Page

The Tairraz family, a dynasty of mountaineer photographers

Three men from the Tairraz family, mountain guides from Chamonix, photographed the Mont Blanc glaciers every year from 1891 through to 1933. Their photographs provide invaluable data for tracking the evolution of the glaciers from the industrial revolution to the 20th century. Today, they are greatly threatened by global warming.



Joseph (1827-1902), the pioneer, starts high mountain photography in 1857

Joseph Tairraz (1827-1902)
Joseph (1827-1902)

In the Tairraz family, in Chamonix, there is first Joseph, the grandfather who pioneers high mountain photography. In 1857, he learns the daguerreotype and buys a 21 x 27 cm camera with which he takes his first mountain photographs. That same year, he creates the "Photographie Alpine Tairraz" studio and guides the glaciologist John Tyndall on the Mer de Glace glacier, taking part in a scientific expedition on the movement of the glacier. A few years later, he invents a measuring method by installing fixed markers on the banks of the glacier.

Georges I (1868-1924) expands the family photography studio at the end of the 19th century

Georges Tairraz I (1868-1924)
Georges I (1868-1924)

Extracted material

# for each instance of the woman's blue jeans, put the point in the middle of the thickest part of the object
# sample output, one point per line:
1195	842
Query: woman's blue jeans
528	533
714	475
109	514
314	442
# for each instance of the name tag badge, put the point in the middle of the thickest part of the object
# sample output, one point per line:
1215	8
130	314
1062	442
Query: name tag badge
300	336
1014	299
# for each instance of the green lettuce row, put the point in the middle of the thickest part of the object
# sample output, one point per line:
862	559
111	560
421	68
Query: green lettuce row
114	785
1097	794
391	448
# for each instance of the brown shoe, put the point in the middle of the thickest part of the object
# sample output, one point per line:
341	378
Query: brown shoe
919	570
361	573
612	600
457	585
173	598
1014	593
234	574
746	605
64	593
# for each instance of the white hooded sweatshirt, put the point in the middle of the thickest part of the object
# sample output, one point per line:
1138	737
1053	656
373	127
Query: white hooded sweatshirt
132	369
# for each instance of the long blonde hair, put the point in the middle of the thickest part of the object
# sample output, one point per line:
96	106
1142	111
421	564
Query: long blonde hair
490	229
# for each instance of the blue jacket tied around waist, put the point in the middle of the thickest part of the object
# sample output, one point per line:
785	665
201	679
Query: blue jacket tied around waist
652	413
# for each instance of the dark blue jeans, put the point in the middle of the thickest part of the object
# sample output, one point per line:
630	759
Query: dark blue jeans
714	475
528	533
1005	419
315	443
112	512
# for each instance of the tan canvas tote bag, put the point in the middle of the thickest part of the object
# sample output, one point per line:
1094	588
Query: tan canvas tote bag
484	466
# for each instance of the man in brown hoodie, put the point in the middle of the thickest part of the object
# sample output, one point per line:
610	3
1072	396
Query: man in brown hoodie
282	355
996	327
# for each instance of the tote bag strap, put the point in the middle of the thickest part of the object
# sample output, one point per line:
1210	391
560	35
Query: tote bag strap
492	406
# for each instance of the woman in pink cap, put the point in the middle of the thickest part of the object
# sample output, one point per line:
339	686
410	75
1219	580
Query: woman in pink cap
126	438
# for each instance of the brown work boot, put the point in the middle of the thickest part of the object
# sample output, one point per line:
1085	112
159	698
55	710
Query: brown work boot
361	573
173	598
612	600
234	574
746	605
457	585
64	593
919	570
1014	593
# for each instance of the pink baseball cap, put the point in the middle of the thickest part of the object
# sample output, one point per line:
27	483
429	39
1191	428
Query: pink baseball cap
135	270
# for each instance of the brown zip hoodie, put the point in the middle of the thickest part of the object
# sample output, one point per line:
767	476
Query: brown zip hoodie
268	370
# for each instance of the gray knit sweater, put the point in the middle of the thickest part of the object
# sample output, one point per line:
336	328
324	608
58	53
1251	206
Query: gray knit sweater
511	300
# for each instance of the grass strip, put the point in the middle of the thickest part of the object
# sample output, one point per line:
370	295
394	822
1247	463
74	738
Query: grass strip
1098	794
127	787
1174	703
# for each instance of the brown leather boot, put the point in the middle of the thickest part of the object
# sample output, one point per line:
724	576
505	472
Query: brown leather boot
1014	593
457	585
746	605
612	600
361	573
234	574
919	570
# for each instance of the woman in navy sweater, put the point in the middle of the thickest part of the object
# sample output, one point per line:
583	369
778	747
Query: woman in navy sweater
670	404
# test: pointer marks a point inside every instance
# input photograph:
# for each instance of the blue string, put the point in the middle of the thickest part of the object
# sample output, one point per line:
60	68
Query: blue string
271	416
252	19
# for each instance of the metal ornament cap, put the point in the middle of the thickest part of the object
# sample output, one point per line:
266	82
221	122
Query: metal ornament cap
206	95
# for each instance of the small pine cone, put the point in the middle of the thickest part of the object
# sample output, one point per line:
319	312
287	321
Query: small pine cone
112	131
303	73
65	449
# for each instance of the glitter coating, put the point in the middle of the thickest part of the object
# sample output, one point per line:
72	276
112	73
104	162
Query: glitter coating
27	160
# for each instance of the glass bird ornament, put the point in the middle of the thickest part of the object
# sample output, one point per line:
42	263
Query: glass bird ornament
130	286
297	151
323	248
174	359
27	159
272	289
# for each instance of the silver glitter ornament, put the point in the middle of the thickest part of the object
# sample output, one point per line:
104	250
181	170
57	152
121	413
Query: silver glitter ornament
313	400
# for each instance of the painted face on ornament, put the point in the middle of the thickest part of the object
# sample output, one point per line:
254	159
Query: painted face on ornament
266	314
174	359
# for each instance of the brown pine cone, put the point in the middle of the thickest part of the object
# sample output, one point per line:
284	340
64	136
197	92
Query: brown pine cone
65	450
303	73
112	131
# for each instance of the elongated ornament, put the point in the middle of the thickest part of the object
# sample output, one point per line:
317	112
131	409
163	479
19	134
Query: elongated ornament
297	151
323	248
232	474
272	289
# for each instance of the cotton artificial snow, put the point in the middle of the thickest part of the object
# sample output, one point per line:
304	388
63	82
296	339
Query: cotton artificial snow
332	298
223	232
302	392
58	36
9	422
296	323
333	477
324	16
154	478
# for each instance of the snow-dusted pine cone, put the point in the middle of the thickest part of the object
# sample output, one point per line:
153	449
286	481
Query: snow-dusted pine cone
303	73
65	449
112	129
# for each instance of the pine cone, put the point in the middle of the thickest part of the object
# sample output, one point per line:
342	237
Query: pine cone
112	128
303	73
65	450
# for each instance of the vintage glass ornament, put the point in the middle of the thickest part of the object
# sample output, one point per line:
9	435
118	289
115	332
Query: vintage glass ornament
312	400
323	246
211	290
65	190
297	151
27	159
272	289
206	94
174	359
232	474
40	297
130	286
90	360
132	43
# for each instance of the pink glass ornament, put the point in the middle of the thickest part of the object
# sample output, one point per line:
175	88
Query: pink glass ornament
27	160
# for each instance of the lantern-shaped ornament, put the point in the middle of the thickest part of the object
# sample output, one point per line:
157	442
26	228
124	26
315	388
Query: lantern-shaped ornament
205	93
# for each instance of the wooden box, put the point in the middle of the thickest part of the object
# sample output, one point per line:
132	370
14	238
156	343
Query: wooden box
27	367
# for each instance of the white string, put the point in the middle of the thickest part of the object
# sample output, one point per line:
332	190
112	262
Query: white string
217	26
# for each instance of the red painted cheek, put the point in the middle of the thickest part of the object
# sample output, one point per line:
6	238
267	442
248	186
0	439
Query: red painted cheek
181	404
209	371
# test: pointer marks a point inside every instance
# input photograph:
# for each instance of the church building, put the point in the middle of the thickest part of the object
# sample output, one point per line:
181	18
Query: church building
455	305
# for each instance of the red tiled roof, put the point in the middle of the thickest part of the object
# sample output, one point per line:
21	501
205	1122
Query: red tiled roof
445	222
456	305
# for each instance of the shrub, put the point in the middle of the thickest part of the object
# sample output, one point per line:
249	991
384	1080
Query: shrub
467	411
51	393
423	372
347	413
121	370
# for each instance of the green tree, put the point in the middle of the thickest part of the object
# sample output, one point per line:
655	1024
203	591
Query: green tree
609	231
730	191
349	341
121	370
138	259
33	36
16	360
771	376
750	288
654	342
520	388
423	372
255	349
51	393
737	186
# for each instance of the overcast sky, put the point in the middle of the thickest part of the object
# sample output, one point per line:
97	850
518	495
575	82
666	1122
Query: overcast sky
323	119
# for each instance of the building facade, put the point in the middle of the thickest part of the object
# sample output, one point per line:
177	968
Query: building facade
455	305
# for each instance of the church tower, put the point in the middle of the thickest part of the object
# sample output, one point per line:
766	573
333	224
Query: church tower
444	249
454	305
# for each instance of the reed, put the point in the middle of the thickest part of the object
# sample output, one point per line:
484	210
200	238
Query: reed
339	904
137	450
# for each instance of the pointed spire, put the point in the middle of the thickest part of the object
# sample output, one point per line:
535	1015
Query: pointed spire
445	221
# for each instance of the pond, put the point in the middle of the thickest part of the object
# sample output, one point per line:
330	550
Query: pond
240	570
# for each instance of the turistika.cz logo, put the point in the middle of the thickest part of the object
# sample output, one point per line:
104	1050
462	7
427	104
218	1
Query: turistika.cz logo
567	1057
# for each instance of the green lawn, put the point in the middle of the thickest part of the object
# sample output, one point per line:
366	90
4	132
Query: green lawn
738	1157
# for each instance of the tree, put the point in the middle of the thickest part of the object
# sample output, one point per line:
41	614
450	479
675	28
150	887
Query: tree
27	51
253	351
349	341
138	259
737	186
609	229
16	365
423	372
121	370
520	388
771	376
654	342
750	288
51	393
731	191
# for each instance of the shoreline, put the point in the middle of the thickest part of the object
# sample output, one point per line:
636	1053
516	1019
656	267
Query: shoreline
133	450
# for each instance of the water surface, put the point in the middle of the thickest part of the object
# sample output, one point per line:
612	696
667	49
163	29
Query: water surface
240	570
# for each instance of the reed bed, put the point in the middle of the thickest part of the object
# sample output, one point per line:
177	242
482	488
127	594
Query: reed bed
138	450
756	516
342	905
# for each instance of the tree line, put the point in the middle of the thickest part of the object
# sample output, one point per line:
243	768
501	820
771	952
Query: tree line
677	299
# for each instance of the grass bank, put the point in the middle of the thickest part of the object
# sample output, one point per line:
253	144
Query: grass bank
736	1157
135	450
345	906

Problems and tasks
- 1) In the page on the Tairraz family, give the text from "In the Tairraz" to "Tairraz I (1868-1924)" again, substituting "calotype" for "daguerreotype".
- 2) List every distinct year given as a number in the page on the Tairraz family.

Final answers
- 1)
In the Tairraz family, in Chamonix, there is first Joseph, the grandfather who pioneers high mountain photography. In 1857, he learns the calotype and buys a 21 x 27 cm camera with which he takes his first mountain photographs. That same year, he creates the "Photographie Alpine Tairraz" studio and guides the glaciologist John Tyndall on the Mer de Glace glacier, taking part in a scientific expedition on the movement of the glacier. A few years later, he invents a measuring method by installing fixed markers on the banks of the glacier.

Georges I (1868-1924) expands the family photography studio at the end of the 19th century

Georges Tairraz I (1868-1924)

- 2) 1891, 1933, 1827, 1902, 1857, 1868, 1924